Short task: Render every line of the listing below as a JSON array of strings, one string per line, leaving out any blank lines.

Supplied data:
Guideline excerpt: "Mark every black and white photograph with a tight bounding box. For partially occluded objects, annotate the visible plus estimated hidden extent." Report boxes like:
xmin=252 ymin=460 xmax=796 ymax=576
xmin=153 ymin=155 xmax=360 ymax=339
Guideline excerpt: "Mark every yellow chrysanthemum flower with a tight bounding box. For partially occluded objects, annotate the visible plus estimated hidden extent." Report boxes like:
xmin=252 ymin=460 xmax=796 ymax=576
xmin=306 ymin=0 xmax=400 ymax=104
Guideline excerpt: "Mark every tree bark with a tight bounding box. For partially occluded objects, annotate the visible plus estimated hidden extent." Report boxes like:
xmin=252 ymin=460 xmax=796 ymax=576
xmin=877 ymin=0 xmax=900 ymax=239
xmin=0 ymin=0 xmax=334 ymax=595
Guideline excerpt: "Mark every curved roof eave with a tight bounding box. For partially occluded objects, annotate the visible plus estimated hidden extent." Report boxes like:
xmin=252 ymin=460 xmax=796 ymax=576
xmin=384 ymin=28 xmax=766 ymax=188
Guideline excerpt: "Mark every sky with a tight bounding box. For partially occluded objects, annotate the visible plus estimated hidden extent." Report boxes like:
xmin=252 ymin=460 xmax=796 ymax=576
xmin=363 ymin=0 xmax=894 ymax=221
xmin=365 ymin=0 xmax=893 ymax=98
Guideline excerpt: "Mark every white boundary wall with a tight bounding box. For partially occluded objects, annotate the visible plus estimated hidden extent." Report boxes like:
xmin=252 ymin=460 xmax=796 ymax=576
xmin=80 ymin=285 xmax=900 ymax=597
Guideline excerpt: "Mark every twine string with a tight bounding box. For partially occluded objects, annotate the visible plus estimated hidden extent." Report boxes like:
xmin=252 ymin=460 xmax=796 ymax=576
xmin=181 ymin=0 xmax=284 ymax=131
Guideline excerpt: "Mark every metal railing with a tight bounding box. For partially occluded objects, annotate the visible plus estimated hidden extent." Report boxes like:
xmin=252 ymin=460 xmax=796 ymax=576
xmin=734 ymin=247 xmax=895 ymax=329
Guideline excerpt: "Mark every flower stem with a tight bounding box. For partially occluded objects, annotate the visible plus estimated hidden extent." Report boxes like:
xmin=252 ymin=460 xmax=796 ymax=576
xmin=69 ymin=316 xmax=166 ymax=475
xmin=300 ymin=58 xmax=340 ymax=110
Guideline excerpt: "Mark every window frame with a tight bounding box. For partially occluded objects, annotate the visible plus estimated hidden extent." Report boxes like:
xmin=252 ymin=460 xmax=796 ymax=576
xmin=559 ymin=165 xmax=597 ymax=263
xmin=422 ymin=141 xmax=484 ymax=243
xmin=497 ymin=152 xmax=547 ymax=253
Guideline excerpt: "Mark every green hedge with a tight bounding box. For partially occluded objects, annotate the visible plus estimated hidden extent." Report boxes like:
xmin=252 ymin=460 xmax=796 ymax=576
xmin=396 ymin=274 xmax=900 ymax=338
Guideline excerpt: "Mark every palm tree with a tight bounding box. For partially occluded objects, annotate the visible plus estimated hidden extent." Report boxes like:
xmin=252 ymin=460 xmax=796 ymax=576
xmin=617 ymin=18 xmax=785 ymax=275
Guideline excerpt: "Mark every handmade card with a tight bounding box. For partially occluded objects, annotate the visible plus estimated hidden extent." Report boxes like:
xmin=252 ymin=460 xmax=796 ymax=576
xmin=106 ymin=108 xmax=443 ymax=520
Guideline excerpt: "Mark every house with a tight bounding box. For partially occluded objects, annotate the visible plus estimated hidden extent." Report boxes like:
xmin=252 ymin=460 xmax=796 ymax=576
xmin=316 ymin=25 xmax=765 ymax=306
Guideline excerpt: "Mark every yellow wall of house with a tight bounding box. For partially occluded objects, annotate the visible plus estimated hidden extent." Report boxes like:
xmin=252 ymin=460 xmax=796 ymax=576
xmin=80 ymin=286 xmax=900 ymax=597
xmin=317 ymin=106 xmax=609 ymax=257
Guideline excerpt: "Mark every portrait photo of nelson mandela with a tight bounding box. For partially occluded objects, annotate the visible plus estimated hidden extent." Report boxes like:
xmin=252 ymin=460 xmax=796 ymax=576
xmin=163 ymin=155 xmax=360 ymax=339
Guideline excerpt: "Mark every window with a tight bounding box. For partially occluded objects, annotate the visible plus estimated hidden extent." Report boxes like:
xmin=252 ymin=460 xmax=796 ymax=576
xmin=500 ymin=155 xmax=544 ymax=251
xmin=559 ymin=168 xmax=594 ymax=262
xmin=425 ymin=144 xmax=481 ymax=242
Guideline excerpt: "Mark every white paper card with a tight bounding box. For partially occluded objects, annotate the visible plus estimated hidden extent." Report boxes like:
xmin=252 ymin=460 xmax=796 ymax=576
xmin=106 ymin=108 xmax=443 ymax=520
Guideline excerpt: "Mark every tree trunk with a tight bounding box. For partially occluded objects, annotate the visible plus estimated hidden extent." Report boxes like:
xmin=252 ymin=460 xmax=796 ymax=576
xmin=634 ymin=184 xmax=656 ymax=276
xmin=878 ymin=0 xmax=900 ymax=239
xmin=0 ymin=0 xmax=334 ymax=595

Task answer:
[
  "Guideline excerpt: \"Mark every black and white photograph with a tight bounding box. For partially occluded objects, annotate the visible plus estimated hidden extent.\" Report boxes like:",
  "xmin=252 ymin=460 xmax=796 ymax=576",
  "xmin=153 ymin=155 xmax=360 ymax=339",
  "Guideline excerpt: \"Mark every yellow chrysanthemum flower with a tight bounding box. For partially occluded objects, annotate the visible plus estimated hidden extent.\" Report boxes like:",
  "xmin=252 ymin=460 xmax=796 ymax=576",
  "xmin=306 ymin=0 xmax=400 ymax=104",
  "Guideline excerpt: \"Mark every tree bark with a tight bounding box. For partially occluded objects, annotate the visible plus estimated hidden extent.\" Report boxes like:",
  "xmin=252 ymin=460 xmax=796 ymax=576",
  "xmin=877 ymin=0 xmax=900 ymax=239",
  "xmin=0 ymin=0 xmax=334 ymax=595",
  "Guideline excerpt: \"Mark every curved roof eave with a tight bounding box. For partially occluded objects, annotate the visible plus estimated hidden extent.\" Report boxes like:",
  "xmin=252 ymin=460 xmax=796 ymax=576",
  "xmin=384 ymin=28 xmax=766 ymax=188",
  "Guideline excerpt: \"Mark every sky with a tight bounding box. For partially occluded objects, annotate the visible plus estimated hidden extent.\" Report boxes like:",
  "xmin=252 ymin=460 xmax=796 ymax=576",
  "xmin=363 ymin=0 xmax=894 ymax=221",
  "xmin=365 ymin=0 xmax=893 ymax=98",
  "Guideline excerpt: \"Mark every white boundary wall with a tight bounding box. For partially occluded objects, annotate the visible plus estimated hidden extent.\" Report boxes like:",
  "xmin=252 ymin=460 xmax=796 ymax=576",
  "xmin=80 ymin=285 xmax=900 ymax=597",
  "Guideline excerpt: \"Mark every twine string with a tight bounding box. For partially occluded objects, annotate the visible plus estimated hidden extent.\" Report boxes like:",
  "xmin=252 ymin=460 xmax=796 ymax=576",
  "xmin=181 ymin=0 xmax=284 ymax=131",
  "Guideline excerpt: \"Mark every metal railing with a tight bounding box. For partially occluded objects, annotate the visible plus estimated hidden extent.\" Report boxes like:",
  "xmin=252 ymin=460 xmax=796 ymax=576",
  "xmin=734 ymin=247 xmax=895 ymax=329",
  "Guideline excerpt: \"Mark every flower stem with a tight bounding box. For partially occluded objects, annotate the visible plus estimated hidden extent.\" Report boxes like:",
  "xmin=252 ymin=460 xmax=796 ymax=576",
  "xmin=69 ymin=316 xmax=166 ymax=475",
  "xmin=300 ymin=58 xmax=340 ymax=110",
  "Guideline excerpt: \"Mark every window frame with a tight bounding box. For partially occluded objects, annotate the visible plus estimated hidden extent.\" Report boxes like:",
  "xmin=252 ymin=460 xmax=796 ymax=576",
  "xmin=559 ymin=165 xmax=597 ymax=263",
  "xmin=422 ymin=141 xmax=484 ymax=243",
  "xmin=497 ymin=152 xmax=547 ymax=253",
  "Guideline excerpt: \"Mark every green hedge with a tight bounding box. For partially occluded objects, annotate the visible plus estimated hidden extent.\" Report boxes like:",
  "xmin=252 ymin=460 xmax=796 ymax=576",
  "xmin=396 ymin=274 xmax=900 ymax=338",
  "Guideline excerpt: \"Mark every palm tree with a tight bounding box. For partially occluded objects, annotate the visible plus estimated hidden extent.\" Report boxes like:",
  "xmin=252 ymin=460 xmax=796 ymax=576",
  "xmin=617 ymin=18 xmax=785 ymax=275",
  "Guideline excerpt: \"Mark every handmade card with a tight bounding box. For partially occluded objects, annotate the visible plus estimated hidden extent.\" Report boxes like:",
  "xmin=252 ymin=460 xmax=796 ymax=576",
  "xmin=106 ymin=108 xmax=443 ymax=520",
  "Guideline excerpt: \"Mark every house with a tight bounding box. For partially occluded objects, annotate the visible plus estimated hidden extent.\" Report boxes like:",
  "xmin=252 ymin=460 xmax=796 ymax=576",
  "xmin=316 ymin=25 xmax=765 ymax=306",
  "Guideline excerpt: \"Mark every yellow wall of house with a tight bounding box. For partially occluded objects, annotate the visible plus estimated hidden extent.\" Report boxes like:",
  "xmin=252 ymin=460 xmax=796 ymax=576",
  "xmin=80 ymin=286 xmax=900 ymax=597",
  "xmin=317 ymin=106 xmax=609 ymax=257",
  "Guideline excerpt: \"Mark every portrait photo of nelson mandela with a tight bounding box. For partially occluded objects, annotate the visible plus estimated hidden extent.\" Report boxes like:",
  "xmin=252 ymin=460 xmax=796 ymax=576",
  "xmin=163 ymin=155 xmax=360 ymax=339",
  "Guideline excerpt: \"Mark every window with a tight bounding box. For partially occluded objects, annotate the visible plus estimated hidden extent.\" Report boxes like:",
  "xmin=252 ymin=460 xmax=796 ymax=576",
  "xmin=500 ymin=155 xmax=544 ymax=251",
  "xmin=559 ymin=168 xmax=594 ymax=262",
  "xmin=425 ymin=144 xmax=481 ymax=242",
  "Guideline excerpt: \"Mark every white paper card with a tight bounding box. For partially occluded objects, annotate the visible plus estimated hidden extent.\" Report boxes like:",
  "xmin=252 ymin=460 xmax=796 ymax=576",
  "xmin=106 ymin=108 xmax=443 ymax=520",
  "Guideline excerpt: \"Mark every tree trunk with a tight bounding box. For partially occluded objects, annotate the visible plus estimated hidden extent.\" Report boxes like:",
  "xmin=252 ymin=460 xmax=796 ymax=576",
  "xmin=634 ymin=184 xmax=656 ymax=276",
  "xmin=878 ymin=0 xmax=900 ymax=239",
  "xmin=0 ymin=0 xmax=334 ymax=595"
]